* [Goal]:
Pictures excluded, copy word for word the lines from the one holding "Kindly put a point on every instance of the dog's head" through the last line below.

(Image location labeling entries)
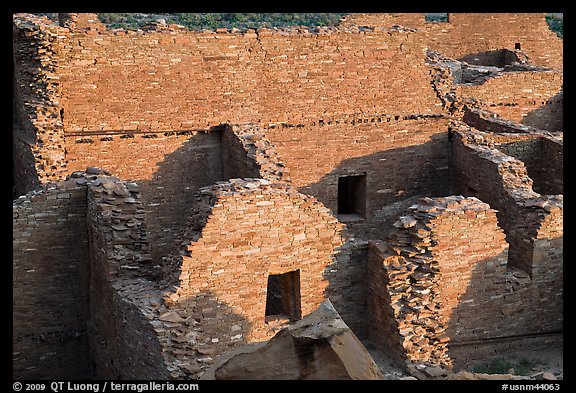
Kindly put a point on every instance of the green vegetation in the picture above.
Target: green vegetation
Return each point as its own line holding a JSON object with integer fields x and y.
{"x": 201, "y": 21}
{"x": 556, "y": 24}
{"x": 502, "y": 366}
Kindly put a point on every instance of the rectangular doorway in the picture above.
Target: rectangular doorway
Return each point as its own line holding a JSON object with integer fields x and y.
{"x": 283, "y": 296}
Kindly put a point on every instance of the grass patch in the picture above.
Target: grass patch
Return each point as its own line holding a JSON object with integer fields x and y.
{"x": 502, "y": 366}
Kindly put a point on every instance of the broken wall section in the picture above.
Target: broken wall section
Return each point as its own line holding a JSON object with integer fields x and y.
{"x": 248, "y": 153}
{"x": 533, "y": 224}
{"x": 540, "y": 151}
{"x": 39, "y": 153}
{"x": 241, "y": 233}
{"x": 124, "y": 292}
{"x": 477, "y": 33}
{"x": 133, "y": 80}
{"x": 442, "y": 279}
{"x": 50, "y": 283}
{"x": 380, "y": 150}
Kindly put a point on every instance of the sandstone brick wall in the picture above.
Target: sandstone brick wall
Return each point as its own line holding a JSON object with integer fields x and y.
{"x": 348, "y": 285}
{"x": 384, "y": 148}
{"x": 50, "y": 284}
{"x": 241, "y": 232}
{"x": 169, "y": 168}
{"x": 173, "y": 80}
{"x": 469, "y": 33}
{"x": 437, "y": 273}
{"x": 248, "y": 153}
{"x": 552, "y": 170}
{"x": 521, "y": 211}
{"x": 39, "y": 135}
{"x": 390, "y": 19}
{"x": 522, "y": 96}
{"x": 447, "y": 260}
{"x": 124, "y": 292}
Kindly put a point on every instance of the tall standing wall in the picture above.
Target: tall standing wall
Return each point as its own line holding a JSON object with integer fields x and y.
{"x": 50, "y": 284}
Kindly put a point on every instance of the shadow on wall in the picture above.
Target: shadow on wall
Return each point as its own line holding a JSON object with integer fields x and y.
{"x": 393, "y": 179}
{"x": 493, "y": 58}
{"x": 503, "y": 311}
{"x": 169, "y": 195}
{"x": 549, "y": 116}
{"x": 210, "y": 328}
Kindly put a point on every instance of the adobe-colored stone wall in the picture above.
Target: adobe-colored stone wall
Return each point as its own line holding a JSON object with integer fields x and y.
{"x": 522, "y": 96}
{"x": 447, "y": 260}
{"x": 241, "y": 232}
{"x": 167, "y": 80}
{"x": 39, "y": 133}
{"x": 383, "y": 147}
{"x": 552, "y": 178}
{"x": 50, "y": 284}
{"x": 124, "y": 292}
{"x": 169, "y": 168}
{"x": 521, "y": 211}
{"x": 412, "y": 20}
{"x": 470, "y": 33}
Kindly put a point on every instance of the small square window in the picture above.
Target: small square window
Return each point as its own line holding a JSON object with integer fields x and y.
{"x": 352, "y": 195}
{"x": 283, "y": 296}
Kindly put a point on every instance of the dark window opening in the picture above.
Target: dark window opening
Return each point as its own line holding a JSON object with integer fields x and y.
{"x": 437, "y": 18}
{"x": 352, "y": 195}
{"x": 283, "y": 296}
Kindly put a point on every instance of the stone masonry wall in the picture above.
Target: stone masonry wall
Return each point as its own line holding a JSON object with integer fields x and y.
{"x": 383, "y": 148}
{"x": 248, "y": 153}
{"x": 116, "y": 80}
{"x": 521, "y": 96}
{"x": 437, "y": 272}
{"x": 242, "y": 231}
{"x": 169, "y": 167}
{"x": 446, "y": 261}
{"x": 50, "y": 284}
{"x": 470, "y": 33}
{"x": 522, "y": 212}
{"x": 552, "y": 170}
{"x": 124, "y": 291}
{"x": 39, "y": 137}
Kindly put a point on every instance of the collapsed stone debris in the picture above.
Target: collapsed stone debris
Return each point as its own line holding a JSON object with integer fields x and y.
{"x": 182, "y": 196}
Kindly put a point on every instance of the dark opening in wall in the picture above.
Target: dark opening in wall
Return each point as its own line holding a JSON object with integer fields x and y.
{"x": 437, "y": 18}
{"x": 283, "y": 296}
{"x": 352, "y": 195}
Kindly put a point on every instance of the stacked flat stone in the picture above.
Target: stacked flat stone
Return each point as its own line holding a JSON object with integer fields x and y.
{"x": 39, "y": 82}
{"x": 259, "y": 149}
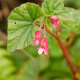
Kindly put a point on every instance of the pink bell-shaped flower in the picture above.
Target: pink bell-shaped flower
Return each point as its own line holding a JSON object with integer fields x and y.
{"x": 54, "y": 18}
{"x": 55, "y": 24}
{"x": 43, "y": 46}
{"x": 38, "y": 35}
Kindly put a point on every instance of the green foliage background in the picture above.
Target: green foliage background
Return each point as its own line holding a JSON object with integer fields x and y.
{"x": 19, "y": 65}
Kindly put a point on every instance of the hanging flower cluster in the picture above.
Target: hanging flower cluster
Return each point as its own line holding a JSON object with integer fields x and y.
{"x": 54, "y": 21}
{"x": 42, "y": 42}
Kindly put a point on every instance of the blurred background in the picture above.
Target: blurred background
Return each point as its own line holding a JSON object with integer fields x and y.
{"x": 27, "y": 64}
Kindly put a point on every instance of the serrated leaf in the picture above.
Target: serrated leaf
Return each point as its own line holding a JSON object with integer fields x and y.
{"x": 56, "y": 7}
{"x": 20, "y": 25}
{"x": 48, "y": 23}
{"x": 32, "y": 68}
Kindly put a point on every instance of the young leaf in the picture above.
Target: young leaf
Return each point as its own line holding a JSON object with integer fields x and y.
{"x": 72, "y": 24}
{"x": 20, "y": 25}
{"x": 56, "y": 7}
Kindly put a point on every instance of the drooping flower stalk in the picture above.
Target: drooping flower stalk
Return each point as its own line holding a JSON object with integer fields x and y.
{"x": 54, "y": 21}
{"x": 43, "y": 45}
{"x": 38, "y": 35}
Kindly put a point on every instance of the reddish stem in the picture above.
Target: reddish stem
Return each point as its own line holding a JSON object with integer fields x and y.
{"x": 63, "y": 50}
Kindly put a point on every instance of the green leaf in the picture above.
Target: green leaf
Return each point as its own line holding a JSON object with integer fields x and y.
{"x": 54, "y": 49}
{"x": 56, "y": 7}
{"x": 75, "y": 50}
{"x": 20, "y": 25}
{"x": 48, "y": 23}
{"x": 65, "y": 32}
{"x": 72, "y": 24}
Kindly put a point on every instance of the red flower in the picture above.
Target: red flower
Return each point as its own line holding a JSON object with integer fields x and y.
{"x": 38, "y": 35}
{"x": 43, "y": 46}
{"x": 54, "y": 21}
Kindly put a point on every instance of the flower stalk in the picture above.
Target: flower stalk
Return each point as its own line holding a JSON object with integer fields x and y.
{"x": 66, "y": 55}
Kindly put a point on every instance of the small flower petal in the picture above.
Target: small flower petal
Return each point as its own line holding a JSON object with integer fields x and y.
{"x": 54, "y": 18}
{"x": 36, "y": 42}
{"x": 55, "y": 24}
{"x": 40, "y": 50}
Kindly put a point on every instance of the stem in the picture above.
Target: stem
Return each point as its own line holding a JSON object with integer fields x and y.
{"x": 63, "y": 50}
{"x": 66, "y": 54}
{"x": 40, "y": 27}
{"x": 29, "y": 55}
{"x": 44, "y": 31}
{"x": 53, "y": 34}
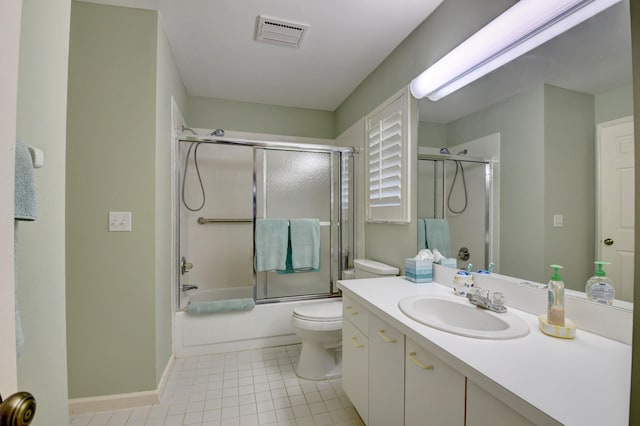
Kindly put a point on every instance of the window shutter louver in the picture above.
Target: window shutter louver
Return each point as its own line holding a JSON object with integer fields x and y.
{"x": 387, "y": 163}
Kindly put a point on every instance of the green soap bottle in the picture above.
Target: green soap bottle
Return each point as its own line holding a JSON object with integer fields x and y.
{"x": 599, "y": 288}
{"x": 555, "y": 298}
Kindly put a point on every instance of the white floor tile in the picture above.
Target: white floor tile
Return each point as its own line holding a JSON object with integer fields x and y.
{"x": 248, "y": 388}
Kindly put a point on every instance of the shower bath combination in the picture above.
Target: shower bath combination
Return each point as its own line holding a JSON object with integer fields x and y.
{"x": 225, "y": 185}
{"x": 457, "y": 187}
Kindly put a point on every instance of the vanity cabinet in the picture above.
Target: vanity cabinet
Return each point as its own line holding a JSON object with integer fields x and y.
{"x": 355, "y": 356}
{"x": 483, "y": 409}
{"x": 393, "y": 380}
{"x": 435, "y": 393}
{"x": 386, "y": 374}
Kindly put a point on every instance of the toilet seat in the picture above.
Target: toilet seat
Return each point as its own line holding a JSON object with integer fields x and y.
{"x": 319, "y": 312}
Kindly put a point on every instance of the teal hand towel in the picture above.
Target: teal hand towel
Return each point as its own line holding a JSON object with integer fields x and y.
{"x": 422, "y": 238}
{"x": 221, "y": 306}
{"x": 305, "y": 244}
{"x": 438, "y": 237}
{"x": 25, "y": 188}
{"x": 271, "y": 240}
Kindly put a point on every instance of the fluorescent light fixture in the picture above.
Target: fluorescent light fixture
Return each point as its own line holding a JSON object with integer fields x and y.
{"x": 521, "y": 28}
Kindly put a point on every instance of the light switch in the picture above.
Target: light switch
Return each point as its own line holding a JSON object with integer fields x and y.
{"x": 119, "y": 221}
{"x": 558, "y": 221}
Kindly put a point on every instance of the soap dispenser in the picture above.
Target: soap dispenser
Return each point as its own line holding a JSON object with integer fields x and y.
{"x": 599, "y": 288}
{"x": 554, "y": 322}
{"x": 555, "y": 298}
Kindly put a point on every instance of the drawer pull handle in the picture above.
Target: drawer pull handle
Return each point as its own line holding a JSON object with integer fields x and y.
{"x": 385, "y": 338}
{"x": 412, "y": 357}
{"x": 354, "y": 342}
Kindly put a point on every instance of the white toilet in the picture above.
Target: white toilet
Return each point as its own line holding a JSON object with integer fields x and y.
{"x": 319, "y": 326}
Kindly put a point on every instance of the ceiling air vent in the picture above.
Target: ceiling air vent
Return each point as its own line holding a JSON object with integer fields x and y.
{"x": 280, "y": 32}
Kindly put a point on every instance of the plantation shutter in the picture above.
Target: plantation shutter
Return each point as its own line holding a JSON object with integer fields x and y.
{"x": 387, "y": 154}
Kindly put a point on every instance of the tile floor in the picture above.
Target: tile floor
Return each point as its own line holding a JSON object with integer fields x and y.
{"x": 256, "y": 387}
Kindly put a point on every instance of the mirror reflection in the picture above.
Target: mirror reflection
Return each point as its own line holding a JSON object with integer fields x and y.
{"x": 550, "y": 125}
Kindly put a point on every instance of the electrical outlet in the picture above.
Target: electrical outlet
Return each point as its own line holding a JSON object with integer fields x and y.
{"x": 119, "y": 221}
{"x": 558, "y": 221}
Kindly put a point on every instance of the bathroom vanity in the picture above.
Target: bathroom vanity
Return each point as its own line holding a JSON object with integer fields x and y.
{"x": 399, "y": 371}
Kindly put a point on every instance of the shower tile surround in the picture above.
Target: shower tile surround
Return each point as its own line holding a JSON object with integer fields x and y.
{"x": 256, "y": 387}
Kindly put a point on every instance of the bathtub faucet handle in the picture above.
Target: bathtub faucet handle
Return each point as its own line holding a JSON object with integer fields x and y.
{"x": 187, "y": 287}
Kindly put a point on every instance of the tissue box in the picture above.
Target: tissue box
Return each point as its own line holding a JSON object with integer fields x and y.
{"x": 450, "y": 262}
{"x": 418, "y": 271}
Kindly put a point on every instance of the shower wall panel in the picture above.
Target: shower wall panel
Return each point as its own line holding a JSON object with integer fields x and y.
{"x": 221, "y": 253}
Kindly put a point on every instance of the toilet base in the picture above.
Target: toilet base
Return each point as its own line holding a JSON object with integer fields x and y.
{"x": 318, "y": 363}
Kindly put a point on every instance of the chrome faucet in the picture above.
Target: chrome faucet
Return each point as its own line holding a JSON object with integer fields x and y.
{"x": 487, "y": 300}
{"x": 187, "y": 287}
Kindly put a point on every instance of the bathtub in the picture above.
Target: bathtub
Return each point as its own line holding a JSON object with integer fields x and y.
{"x": 266, "y": 325}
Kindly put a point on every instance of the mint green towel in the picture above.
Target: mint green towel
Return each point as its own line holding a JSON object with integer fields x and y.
{"x": 305, "y": 244}
{"x": 221, "y": 306}
{"x": 422, "y": 239}
{"x": 271, "y": 241}
{"x": 437, "y": 231}
{"x": 25, "y": 188}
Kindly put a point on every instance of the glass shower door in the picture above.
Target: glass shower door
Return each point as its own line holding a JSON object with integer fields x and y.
{"x": 296, "y": 184}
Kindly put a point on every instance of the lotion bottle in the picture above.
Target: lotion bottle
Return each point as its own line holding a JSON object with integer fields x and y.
{"x": 600, "y": 288}
{"x": 555, "y": 293}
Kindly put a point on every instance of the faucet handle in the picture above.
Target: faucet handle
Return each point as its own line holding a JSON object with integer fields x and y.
{"x": 497, "y": 298}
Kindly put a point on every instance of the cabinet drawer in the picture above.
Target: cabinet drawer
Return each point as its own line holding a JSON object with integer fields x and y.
{"x": 356, "y": 313}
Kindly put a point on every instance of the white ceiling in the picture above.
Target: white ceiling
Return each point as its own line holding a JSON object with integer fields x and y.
{"x": 593, "y": 57}
{"x": 213, "y": 42}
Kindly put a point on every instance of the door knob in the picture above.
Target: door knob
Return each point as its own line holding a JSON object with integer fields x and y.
{"x": 17, "y": 410}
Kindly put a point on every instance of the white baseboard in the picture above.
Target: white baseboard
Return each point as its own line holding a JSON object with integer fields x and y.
{"x": 123, "y": 400}
{"x": 242, "y": 345}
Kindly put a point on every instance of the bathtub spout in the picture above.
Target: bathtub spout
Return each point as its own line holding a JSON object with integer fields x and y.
{"x": 187, "y": 287}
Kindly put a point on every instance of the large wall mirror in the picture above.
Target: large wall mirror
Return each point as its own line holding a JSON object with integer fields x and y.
{"x": 550, "y": 115}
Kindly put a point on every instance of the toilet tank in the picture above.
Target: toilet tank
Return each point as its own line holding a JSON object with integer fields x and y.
{"x": 366, "y": 268}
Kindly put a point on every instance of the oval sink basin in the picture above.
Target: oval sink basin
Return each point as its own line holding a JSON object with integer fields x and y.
{"x": 458, "y": 316}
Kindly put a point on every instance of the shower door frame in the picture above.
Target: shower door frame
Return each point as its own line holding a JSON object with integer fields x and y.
{"x": 345, "y": 154}
{"x": 487, "y": 191}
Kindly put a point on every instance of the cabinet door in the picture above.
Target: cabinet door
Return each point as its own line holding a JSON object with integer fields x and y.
{"x": 386, "y": 374}
{"x": 483, "y": 409}
{"x": 355, "y": 368}
{"x": 434, "y": 392}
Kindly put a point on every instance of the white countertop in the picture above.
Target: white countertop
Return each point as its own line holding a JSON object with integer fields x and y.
{"x": 582, "y": 381}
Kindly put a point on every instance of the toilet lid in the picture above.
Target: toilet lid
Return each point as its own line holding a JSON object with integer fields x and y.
{"x": 329, "y": 311}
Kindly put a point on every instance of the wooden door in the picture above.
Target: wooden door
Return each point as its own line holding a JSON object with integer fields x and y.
{"x": 616, "y": 203}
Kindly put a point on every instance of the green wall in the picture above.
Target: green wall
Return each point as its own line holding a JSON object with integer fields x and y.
{"x": 40, "y": 260}
{"x": 616, "y": 103}
{"x": 111, "y": 167}
{"x": 569, "y": 184}
{"x": 208, "y": 113}
{"x": 450, "y": 24}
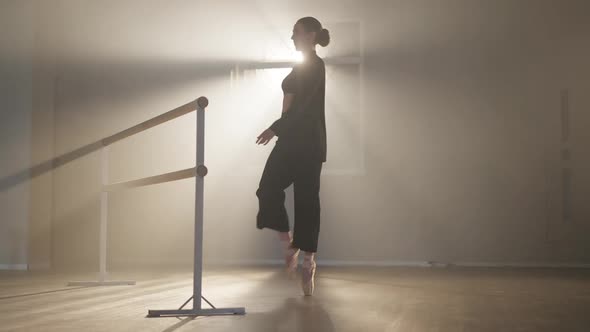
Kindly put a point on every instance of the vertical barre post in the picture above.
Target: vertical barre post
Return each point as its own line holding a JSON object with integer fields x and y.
{"x": 201, "y": 171}
{"x": 198, "y": 245}
{"x": 104, "y": 165}
{"x": 102, "y": 236}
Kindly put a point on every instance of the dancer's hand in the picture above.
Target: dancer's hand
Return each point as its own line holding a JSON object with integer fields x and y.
{"x": 265, "y": 137}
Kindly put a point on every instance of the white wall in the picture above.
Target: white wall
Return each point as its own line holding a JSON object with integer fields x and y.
{"x": 461, "y": 116}
{"x": 16, "y": 44}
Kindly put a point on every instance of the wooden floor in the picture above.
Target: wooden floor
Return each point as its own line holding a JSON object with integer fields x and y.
{"x": 346, "y": 299}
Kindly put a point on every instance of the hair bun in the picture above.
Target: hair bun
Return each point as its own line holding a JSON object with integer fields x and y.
{"x": 323, "y": 37}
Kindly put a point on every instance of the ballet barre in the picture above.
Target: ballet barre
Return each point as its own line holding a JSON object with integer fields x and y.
{"x": 197, "y": 172}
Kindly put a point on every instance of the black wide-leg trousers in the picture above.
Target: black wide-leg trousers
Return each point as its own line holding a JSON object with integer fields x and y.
{"x": 282, "y": 169}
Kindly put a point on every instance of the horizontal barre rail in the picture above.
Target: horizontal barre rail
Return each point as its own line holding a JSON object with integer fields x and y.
{"x": 170, "y": 115}
{"x": 150, "y": 180}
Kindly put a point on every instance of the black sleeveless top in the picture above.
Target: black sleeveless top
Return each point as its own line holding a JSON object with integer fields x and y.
{"x": 302, "y": 128}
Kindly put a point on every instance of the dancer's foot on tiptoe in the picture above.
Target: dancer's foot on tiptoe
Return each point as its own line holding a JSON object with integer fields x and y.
{"x": 291, "y": 260}
{"x": 308, "y": 274}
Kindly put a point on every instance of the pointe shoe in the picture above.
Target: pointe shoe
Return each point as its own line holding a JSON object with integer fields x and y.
{"x": 291, "y": 261}
{"x": 307, "y": 278}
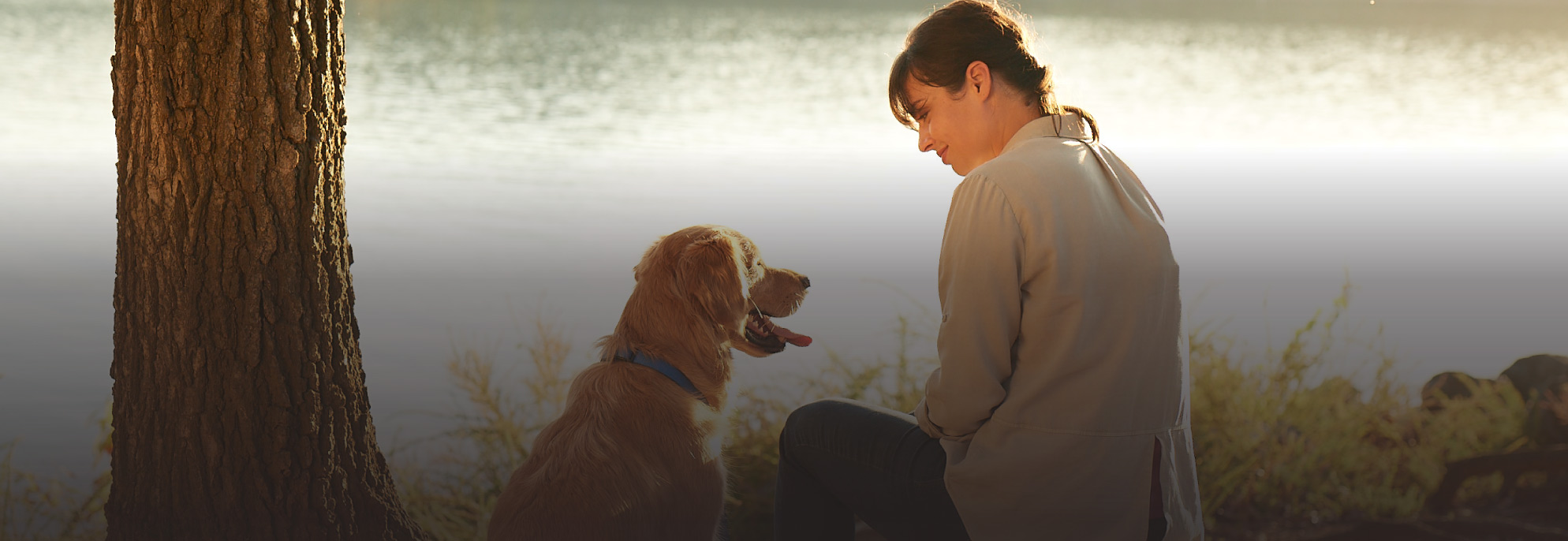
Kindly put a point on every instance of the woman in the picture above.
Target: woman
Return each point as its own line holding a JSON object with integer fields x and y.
{"x": 1060, "y": 405}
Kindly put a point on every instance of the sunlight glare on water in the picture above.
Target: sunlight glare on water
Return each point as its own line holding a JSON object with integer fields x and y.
{"x": 507, "y": 157}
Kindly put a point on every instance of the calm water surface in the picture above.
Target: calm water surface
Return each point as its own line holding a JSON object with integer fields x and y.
{"x": 512, "y": 159}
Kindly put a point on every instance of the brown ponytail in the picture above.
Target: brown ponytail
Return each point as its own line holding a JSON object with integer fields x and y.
{"x": 939, "y": 49}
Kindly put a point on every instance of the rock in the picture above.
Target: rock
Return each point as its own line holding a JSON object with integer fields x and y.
{"x": 1537, "y": 374}
{"x": 1544, "y": 383}
{"x": 1449, "y": 386}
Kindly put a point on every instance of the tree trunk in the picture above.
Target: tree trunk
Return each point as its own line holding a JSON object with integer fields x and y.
{"x": 241, "y": 406}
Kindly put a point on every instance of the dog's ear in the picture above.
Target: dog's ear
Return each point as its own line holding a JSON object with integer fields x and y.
{"x": 648, "y": 258}
{"x": 707, "y": 276}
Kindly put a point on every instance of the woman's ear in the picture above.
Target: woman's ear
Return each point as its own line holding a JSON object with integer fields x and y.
{"x": 979, "y": 79}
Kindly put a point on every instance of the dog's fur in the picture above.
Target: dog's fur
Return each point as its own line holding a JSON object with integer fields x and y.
{"x": 634, "y": 457}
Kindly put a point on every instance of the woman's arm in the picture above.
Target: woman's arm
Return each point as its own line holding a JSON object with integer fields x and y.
{"x": 979, "y": 289}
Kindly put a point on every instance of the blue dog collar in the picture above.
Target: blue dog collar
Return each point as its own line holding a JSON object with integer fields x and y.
{"x": 665, "y": 369}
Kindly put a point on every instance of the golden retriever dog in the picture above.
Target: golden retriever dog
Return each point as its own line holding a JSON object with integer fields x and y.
{"x": 636, "y": 453}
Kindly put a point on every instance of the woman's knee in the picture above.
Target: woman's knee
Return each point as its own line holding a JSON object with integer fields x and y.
{"x": 812, "y": 419}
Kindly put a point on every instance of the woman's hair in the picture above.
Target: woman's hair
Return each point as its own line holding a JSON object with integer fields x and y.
{"x": 941, "y": 47}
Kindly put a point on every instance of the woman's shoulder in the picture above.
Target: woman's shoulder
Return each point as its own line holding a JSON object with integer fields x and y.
{"x": 1043, "y": 159}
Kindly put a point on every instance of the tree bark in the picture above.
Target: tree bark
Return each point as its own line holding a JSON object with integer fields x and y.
{"x": 241, "y": 406}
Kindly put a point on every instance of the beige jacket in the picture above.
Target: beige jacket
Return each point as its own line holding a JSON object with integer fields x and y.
{"x": 1062, "y": 352}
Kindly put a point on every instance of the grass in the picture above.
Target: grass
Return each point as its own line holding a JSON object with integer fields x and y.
{"x": 36, "y": 509}
{"x": 1283, "y": 441}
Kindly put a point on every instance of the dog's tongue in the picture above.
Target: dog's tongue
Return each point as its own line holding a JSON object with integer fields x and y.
{"x": 789, "y": 336}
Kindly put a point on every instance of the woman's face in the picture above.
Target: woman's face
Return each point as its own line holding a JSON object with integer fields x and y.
{"x": 954, "y": 126}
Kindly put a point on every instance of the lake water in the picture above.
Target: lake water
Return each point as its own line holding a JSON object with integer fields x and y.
{"x": 509, "y": 159}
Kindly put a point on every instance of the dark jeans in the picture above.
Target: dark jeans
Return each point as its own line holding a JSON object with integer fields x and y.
{"x": 844, "y": 458}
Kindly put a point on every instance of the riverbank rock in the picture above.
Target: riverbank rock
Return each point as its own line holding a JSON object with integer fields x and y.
{"x": 1450, "y": 386}
{"x": 1544, "y": 383}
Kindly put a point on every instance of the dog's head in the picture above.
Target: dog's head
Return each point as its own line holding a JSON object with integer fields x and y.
{"x": 722, "y": 276}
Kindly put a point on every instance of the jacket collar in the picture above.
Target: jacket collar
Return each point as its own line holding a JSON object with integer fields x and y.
{"x": 1071, "y": 126}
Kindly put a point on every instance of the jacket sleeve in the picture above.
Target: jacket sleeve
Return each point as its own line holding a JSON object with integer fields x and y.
{"x": 979, "y": 289}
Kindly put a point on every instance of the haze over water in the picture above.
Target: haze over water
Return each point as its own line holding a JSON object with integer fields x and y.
{"x": 512, "y": 157}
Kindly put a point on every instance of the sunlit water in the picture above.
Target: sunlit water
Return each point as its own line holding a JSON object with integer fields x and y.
{"x": 510, "y": 159}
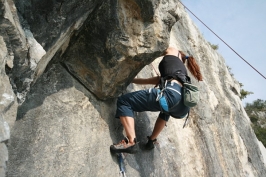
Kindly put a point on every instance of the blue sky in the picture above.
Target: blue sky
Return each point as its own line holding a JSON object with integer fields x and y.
{"x": 242, "y": 25}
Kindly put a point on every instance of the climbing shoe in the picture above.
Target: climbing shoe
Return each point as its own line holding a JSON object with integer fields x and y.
{"x": 125, "y": 146}
{"x": 150, "y": 144}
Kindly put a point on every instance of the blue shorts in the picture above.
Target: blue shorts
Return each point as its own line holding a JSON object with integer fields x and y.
{"x": 145, "y": 100}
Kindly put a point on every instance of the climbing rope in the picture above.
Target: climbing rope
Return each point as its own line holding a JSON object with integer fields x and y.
{"x": 223, "y": 41}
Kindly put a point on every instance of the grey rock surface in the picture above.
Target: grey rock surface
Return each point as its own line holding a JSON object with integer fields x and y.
{"x": 62, "y": 65}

* [Task output]:
Kindly put a point on every instance of the dog's head in the picture above.
Target: dog's head
Return each point as its own line holding a JSON object with integer fields x and y.
{"x": 722, "y": 276}
Kindly put a point on every instance of the jacket collar in the picture above.
Target: jacket collar
Return each point as its own line holding a JSON object with integer fields x and y.
{"x": 1071, "y": 126}
Kindly put a point on every instance of the jacket sleeve in the picture above.
Target: jacket sleeve
Return each point as its own line holding a JSON object with integer fields x and y.
{"x": 979, "y": 289}
Kindly put a point on every instance of the haze over water in the picture above.
Target: haze over water
Return each point as its own line holding a JSON object with integer fields x and y.
{"x": 512, "y": 157}
Kindly put a point on every instance of the sunlit water in the picture above.
Target: sunlit water
Return each point as its own line holding a JSON object with integer fields x and y.
{"x": 510, "y": 159}
Kindly put a point on every instance of the blue sky in the picture above.
Target: blue sky
Return each point as its own line holding a JSON object with integer fields x and y.
{"x": 242, "y": 25}
Kindly put a point on every instance of the climbing shoe in the picture above.
Target: climbing shoe
Return each point as its own line holding a JSON object with integer fields x and y.
{"x": 125, "y": 146}
{"x": 150, "y": 144}
Kindly put a point on every instance of the blue shorts in the picture above.
Target: blue shorts
Return each point as its own line holding a JSON object with integer fields x and y.
{"x": 145, "y": 100}
Kindly put a point on every instance of the climbing rope in the picture above.
Target: climbing rope
Return each point as its own line holding a JSON object with integer fields x and y.
{"x": 223, "y": 41}
Kindly put a point on every instance of the grey rock surface in the picture above.
Target: grey rock surface
Return each point as its own line holding a JSON object with integer fields x and y.
{"x": 62, "y": 65}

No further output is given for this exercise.